BEGIN THE DATA

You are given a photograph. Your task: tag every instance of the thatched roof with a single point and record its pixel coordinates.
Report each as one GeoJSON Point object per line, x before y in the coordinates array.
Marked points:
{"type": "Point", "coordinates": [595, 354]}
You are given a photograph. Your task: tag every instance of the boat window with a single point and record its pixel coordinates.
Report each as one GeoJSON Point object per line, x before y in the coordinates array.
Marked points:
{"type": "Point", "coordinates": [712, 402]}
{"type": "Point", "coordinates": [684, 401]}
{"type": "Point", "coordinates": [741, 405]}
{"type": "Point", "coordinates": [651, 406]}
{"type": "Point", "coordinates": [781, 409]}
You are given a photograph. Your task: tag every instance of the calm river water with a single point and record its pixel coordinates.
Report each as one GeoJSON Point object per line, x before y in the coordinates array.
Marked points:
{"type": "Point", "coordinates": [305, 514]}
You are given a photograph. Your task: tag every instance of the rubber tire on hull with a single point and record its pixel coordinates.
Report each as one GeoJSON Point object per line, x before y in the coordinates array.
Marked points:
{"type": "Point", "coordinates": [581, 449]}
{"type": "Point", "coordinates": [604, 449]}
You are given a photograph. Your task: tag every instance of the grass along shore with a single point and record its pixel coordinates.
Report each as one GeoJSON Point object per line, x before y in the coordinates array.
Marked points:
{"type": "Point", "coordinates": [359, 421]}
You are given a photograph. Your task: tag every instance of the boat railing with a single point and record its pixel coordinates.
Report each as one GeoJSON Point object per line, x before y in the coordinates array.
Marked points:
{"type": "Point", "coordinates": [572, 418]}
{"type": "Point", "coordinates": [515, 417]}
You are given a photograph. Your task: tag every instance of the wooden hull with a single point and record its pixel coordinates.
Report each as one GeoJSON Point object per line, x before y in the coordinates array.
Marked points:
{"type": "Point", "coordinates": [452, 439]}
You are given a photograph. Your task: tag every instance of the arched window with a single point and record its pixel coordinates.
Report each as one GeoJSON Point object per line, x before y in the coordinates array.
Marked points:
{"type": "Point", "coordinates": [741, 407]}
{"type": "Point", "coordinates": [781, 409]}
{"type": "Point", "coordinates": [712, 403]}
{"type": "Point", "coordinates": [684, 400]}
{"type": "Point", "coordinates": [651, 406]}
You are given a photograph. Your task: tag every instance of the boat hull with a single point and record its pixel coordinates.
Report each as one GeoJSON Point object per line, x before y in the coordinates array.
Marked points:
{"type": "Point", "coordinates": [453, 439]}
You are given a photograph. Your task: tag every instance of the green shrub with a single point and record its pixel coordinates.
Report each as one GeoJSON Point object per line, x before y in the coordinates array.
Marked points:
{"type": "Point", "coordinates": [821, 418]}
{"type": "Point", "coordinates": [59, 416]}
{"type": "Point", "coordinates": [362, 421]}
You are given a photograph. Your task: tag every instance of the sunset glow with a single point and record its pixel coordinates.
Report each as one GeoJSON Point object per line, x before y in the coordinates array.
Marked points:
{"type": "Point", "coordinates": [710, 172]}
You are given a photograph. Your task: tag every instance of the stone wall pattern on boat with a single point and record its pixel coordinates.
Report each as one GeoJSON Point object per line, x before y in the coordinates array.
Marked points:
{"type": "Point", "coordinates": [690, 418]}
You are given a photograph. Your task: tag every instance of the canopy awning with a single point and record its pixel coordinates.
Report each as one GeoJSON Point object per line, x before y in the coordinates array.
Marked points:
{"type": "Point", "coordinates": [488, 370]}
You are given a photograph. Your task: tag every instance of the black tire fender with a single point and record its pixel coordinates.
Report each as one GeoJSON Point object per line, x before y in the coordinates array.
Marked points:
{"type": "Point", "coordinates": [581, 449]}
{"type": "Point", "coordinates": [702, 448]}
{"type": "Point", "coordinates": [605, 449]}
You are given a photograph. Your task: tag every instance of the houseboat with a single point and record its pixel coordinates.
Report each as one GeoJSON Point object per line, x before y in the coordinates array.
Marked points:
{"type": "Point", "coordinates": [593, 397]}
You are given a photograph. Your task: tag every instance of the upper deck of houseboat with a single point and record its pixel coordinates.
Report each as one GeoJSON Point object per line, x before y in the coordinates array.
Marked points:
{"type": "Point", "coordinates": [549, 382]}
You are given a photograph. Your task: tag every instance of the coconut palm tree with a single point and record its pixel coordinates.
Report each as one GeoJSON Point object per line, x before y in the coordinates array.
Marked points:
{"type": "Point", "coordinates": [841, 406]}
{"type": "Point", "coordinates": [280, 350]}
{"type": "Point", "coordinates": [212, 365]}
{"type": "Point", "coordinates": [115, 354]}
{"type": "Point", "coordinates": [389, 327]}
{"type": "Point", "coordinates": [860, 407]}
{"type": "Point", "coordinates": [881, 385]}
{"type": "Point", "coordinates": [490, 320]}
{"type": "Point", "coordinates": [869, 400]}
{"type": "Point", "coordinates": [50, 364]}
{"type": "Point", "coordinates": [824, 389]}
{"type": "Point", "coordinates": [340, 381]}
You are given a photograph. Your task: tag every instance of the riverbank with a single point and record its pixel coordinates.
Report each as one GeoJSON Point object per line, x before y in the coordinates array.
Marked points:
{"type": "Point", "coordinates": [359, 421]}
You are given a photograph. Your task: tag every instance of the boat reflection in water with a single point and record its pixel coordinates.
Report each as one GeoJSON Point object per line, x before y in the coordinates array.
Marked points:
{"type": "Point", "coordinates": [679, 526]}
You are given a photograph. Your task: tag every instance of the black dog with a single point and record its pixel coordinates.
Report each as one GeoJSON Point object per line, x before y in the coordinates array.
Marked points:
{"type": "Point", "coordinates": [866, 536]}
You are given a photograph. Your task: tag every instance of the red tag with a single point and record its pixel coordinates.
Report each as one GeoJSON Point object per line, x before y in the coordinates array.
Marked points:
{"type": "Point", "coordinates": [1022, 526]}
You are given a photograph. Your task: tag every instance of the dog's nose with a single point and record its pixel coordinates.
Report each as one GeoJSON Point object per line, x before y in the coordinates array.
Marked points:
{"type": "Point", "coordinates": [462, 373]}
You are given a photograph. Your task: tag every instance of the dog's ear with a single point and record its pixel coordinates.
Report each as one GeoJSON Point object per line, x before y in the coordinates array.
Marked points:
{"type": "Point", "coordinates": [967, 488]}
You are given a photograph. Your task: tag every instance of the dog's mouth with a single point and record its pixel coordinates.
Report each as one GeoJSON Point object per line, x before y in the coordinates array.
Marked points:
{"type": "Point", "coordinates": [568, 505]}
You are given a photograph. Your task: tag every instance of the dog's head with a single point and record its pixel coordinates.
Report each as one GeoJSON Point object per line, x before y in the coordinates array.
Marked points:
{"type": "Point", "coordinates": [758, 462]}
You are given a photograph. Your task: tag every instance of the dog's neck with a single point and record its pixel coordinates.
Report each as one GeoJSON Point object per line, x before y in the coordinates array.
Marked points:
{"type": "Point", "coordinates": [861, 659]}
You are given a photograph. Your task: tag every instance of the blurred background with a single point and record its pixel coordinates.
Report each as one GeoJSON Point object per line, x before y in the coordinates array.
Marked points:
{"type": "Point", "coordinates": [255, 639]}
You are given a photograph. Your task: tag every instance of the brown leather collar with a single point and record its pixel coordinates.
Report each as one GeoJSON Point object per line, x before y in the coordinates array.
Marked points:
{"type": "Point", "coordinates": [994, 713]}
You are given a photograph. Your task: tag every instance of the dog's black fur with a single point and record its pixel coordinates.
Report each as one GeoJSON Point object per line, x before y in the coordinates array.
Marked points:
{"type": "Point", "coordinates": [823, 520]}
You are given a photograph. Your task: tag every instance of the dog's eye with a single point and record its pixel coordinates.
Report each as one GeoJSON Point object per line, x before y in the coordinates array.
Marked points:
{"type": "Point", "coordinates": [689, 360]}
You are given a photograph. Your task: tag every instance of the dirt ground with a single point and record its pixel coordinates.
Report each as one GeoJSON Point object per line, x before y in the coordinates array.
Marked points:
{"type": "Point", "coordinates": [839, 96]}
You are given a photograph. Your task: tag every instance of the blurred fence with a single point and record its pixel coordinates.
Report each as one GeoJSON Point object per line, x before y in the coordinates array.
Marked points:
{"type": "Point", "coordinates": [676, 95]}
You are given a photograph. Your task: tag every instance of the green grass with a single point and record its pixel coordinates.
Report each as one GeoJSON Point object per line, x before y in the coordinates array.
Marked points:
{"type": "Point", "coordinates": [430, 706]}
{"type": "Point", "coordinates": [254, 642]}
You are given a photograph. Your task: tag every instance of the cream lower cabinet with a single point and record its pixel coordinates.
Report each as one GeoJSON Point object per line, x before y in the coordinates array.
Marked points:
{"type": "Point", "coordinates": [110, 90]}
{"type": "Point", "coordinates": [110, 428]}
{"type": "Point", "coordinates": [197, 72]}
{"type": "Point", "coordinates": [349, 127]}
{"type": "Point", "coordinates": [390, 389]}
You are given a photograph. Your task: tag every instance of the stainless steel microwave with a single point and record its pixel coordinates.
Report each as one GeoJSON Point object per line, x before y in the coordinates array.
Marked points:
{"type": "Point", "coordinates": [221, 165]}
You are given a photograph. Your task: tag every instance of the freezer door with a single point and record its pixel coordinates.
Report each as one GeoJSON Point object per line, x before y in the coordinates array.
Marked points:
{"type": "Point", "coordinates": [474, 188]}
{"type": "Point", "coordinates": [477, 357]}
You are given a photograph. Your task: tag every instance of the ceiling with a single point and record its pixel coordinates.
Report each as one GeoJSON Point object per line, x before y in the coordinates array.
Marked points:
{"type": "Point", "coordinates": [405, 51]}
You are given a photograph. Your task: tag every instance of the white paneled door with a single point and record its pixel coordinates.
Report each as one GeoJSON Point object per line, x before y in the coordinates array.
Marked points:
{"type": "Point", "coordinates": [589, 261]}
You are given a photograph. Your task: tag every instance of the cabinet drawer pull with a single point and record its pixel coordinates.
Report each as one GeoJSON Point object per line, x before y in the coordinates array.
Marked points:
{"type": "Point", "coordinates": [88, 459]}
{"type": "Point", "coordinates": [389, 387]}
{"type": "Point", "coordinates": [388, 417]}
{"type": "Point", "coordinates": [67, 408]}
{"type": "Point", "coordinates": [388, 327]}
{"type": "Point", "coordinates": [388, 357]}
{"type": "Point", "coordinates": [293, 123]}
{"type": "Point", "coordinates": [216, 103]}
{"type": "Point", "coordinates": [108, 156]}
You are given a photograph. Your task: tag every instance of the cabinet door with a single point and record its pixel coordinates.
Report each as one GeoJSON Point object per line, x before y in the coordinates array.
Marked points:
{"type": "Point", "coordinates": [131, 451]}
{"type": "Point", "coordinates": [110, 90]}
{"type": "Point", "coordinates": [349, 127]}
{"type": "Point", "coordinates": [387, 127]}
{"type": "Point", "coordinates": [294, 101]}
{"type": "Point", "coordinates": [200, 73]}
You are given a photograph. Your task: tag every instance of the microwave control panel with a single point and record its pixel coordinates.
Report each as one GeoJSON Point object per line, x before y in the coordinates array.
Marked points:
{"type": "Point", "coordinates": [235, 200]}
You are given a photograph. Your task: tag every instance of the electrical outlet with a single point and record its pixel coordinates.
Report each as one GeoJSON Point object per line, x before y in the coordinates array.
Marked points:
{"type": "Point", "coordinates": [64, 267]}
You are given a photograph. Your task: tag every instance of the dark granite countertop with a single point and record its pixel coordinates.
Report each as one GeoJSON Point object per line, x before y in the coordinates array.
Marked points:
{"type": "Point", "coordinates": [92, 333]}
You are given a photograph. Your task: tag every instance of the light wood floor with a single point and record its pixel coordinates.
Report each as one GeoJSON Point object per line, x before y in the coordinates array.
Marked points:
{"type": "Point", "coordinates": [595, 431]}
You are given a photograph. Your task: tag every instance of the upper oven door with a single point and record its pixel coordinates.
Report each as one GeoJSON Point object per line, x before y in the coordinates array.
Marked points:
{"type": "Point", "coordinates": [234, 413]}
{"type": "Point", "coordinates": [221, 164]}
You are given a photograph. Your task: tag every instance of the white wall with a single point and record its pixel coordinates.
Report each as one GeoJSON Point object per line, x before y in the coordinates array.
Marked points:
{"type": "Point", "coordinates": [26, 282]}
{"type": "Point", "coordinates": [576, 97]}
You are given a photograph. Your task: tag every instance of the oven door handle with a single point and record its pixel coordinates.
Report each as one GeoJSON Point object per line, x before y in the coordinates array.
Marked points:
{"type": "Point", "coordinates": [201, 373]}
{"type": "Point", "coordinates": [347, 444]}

END THE DATA

Look through the material above for "cabinet" and copy the lines that have it.

- FINISHED TASK
You are given a photograph. Your task: tag every instance of the cream lower cabinet with a single point and record its pixel coordinates.
You are given a photograph. Your task: tag every instance of the cabinet drawer pull with a single point and record its pixel coordinates.
You are given a photograph. Your task: tag every instance of the cabinet door with a single point and record its pixel coordinates.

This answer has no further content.